- **WORK ORDER**
Reproduce every record below exactly as it appears.

- **RECORDED INFORMATION**
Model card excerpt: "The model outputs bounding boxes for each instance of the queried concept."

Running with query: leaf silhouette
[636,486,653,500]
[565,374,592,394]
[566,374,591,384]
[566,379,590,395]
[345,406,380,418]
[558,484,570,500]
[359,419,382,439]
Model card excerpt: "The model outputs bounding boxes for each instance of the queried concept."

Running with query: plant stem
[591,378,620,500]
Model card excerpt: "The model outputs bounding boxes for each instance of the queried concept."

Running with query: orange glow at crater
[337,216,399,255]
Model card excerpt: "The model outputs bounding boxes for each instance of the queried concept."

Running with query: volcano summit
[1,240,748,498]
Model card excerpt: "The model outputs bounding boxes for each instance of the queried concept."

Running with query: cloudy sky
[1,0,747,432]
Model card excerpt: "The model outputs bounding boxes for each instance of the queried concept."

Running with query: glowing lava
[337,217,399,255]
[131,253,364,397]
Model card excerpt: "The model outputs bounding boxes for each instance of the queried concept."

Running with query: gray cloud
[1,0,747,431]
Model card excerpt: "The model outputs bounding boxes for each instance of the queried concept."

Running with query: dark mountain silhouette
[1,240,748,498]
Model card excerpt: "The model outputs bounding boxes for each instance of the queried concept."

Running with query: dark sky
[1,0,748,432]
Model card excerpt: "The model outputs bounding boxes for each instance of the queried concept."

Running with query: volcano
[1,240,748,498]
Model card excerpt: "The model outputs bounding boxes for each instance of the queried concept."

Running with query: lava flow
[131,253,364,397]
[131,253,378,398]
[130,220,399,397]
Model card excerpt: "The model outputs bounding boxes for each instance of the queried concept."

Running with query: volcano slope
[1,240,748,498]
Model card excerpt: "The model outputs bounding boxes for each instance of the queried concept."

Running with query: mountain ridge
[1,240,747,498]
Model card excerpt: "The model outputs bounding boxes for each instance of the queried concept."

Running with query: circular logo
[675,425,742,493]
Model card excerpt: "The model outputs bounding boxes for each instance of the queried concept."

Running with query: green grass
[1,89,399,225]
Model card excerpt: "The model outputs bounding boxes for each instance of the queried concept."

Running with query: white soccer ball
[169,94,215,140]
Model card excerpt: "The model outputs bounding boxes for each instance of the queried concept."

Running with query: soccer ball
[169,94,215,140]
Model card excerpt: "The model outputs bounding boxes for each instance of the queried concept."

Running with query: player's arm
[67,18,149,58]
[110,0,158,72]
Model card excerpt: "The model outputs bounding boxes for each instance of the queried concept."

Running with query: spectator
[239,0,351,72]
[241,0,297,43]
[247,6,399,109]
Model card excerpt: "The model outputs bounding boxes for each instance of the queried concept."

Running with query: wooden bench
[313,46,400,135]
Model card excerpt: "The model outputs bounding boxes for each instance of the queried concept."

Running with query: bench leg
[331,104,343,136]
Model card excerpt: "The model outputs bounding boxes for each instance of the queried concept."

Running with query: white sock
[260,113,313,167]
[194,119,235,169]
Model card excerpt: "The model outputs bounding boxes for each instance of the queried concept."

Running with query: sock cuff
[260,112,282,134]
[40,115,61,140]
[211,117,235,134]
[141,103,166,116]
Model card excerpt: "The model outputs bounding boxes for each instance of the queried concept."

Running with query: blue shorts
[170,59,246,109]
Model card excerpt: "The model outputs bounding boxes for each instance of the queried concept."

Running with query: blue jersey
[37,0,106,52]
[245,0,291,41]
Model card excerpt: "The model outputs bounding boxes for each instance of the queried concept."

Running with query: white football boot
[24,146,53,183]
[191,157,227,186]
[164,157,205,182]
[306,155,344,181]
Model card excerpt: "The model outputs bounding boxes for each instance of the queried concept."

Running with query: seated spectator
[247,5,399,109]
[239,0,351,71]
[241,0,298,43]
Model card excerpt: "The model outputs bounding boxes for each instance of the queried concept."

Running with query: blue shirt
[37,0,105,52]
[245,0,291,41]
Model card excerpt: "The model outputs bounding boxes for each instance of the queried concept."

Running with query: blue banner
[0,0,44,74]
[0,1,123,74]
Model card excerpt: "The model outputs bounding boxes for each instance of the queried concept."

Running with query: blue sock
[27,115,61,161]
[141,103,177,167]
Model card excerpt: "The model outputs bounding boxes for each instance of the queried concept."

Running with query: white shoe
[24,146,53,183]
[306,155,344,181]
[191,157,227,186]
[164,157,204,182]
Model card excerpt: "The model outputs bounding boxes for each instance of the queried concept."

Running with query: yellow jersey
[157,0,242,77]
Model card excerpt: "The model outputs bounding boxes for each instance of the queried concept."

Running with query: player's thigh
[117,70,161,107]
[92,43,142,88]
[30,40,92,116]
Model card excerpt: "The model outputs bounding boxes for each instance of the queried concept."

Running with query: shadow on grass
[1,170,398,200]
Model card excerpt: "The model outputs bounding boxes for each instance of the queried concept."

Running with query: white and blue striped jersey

- **SOLUTION FOR THIS PROBLEM**
Model card excerpt: "The model outputs bounding boxes for each instance of the queried concept."

Running with query: leaf silhouette
[636,486,653,500]
[565,374,592,394]
[566,374,591,384]
[566,379,590,395]
[345,406,380,418]
[558,484,570,500]
[359,419,382,439]
Model card excerpt: "The model outputs bounding boxes for each instance of the queried concept."

Running with query: plant stem
[591,378,620,500]
Model card excerpt: "The model outputs bounding boxes for each instance of the queried concept."

Running with query: orange glow at crater
[337,216,399,255]
Model card excerpt: "The model outputs bounding boxes for each instance of the queried concept."

Running with query: volcano summit
[1,240,748,498]
Model card excerpt: "The model outputs bounding boxes for each instance of the queried concept."

Running with query: cloudy sky
[1,0,747,432]
Model card excerpt: "The model outputs bounding boxes for each instance of the queried concept."

Running with query: glowing lava
[337,217,399,255]
[131,253,364,397]
Model card excerpt: "The model outputs bounding boxes for each instance of the queried concept."

Running with query: gray cloud
[1,0,747,431]
Model card excerpt: "The model outputs bounding boxes for each instance of the queried concept."

Running with query: dark mountain silhouette
[1,240,748,498]
Model card excerpt: "The model outputs bounding boxes for each instance of the queried concept."

Running with query: dark sky
[1,0,748,432]
Model card excerpt: "The model outputs bounding boxes for each instance of the queried concept."

Running with query: volcano
[1,240,748,498]
Model card excerpt: "The model outputs bounding boxes for each instance of the queried concept."

Running with query: lava flow
[131,253,364,397]
[131,253,378,398]
[130,220,399,397]
Model card excerpt: "The model outputs bounding boxes for each instance of the queried concept."

Running with query: volcano slope
[1,240,748,498]
Model card excerpt: "The model outputs bounding boxes for each instance of the queried concept."

Running with query: mountain ridge
[1,240,747,498]
Model card excerpt: "The model outputs bounding boxes for each instance of the queried concept."

Running with query: circular logo
[675,425,742,493]
Model card excerpt: "The model outputs bounding boxes for each instance of the queried concept."

Running with query: green grass
[1,89,399,225]
Model card excerpt: "The model outputs bounding boxes for each instance of the queried concept."

Running with query: white soccer ball
[169,94,215,140]
Model card excerpt: "The model outputs bounding boxes for each instance of the queried concept."

Running with query: soccer ball
[169,94,215,140]
Model card excerpt: "The model outputs bounding boxes for each instance of the queried concept."

Running with query: player's arm
[67,18,149,58]
[110,0,158,72]
Model card excerpt: "The model outputs bounding boxes for each instance of the queried concept."

Running with query: spectator
[239,0,351,72]
[241,0,297,43]
[247,6,399,109]
Model card excerpt: "The model outputs bounding boxes for each instance of the queried concept."

Running with query: wooden bench
[313,46,400,135]
Model card excerpt: "The model outputs bounding boxes for each instance of the queried concept."

Running with query: bench leg
[331,104,343,136]
Model card excerpt: "The model outputs bounding boxes for each instance of the queried concept."

Running with query: white sock
[260,113,313,167]
[194,119,235,169]
Model card excerpt: "The model outputs bounding boxes for each instance of the queried concept."

Running with query: sock cuff
[260,112,282,134]
[40,115,61,140]
[211,117,235,134]
[141,103,166,116]
Model card excerpt: "The model outputs bounding boxes for each instance of the queried concept."

Running with query: blue shorts
[170,59,246,109]
Model card excerpt: "The model outputs bounding boxes for each instance of the queried concept."

Running with query: blue jersey
[37,0,106,52]
[245,0,291,41]
Model card excerpt: "The model outputs bounding boxes for each instance of the queried concept."

Running with query: white football boot
[24,146,53,183]
[191,157,227,186]
[164,157,205,182]
[306,155,344,181]
Model card excerpt: "The model outputs bounding boxes for each instance of the queried concept."

Running with query: seated spectator
[247,5,399,109]
[239,0,351,71]
[241,0,298,43]
Model card excerpt: "The model outputs bounding boxes for each instance of the queried concept."

Running with query: blue shirt
[37,0,105,52]
[245,0,291,41]
Model card excerpt: "The model outputs bounding boxes for each instance of the queried concept."

Running with query: blue banner
[0,0,44,74]
[0,1,123,74]
Model card excerpt: "The model outputs bounding boxes for each instance of the queried concept."

Running with query: blue sock
[27,115,61,161]
[141,103,177,167]
Model card excerpt: "The model outputs bounding boxes for each instance of the queried concept."

Running with query: white shoe
[24,146,53,183]
[306,155,344,181]
[191,157,227,186]
[164,157,204,182]
Model card excerpt: "The model outputs bounding boxes for each instance of the queried concept."

Running with query: yellow jersey
[157,0,242,77]
Model card excerpt: "The model outputs bounding boxes for each instance of the queried concept."

Running with query: player's thigh
[117,70,161,107]
[92,43,142,88]
[30,40,92,116]
Model card excerpt: "The model outputs bounding boxes for each instance of the queried concept."

Running with query: shadow on grass
[1,170,398,200]
Model card excerpt: "The model outputs bounding boxes for each instance of the queried concept."

Running with query: white and blue striped jersey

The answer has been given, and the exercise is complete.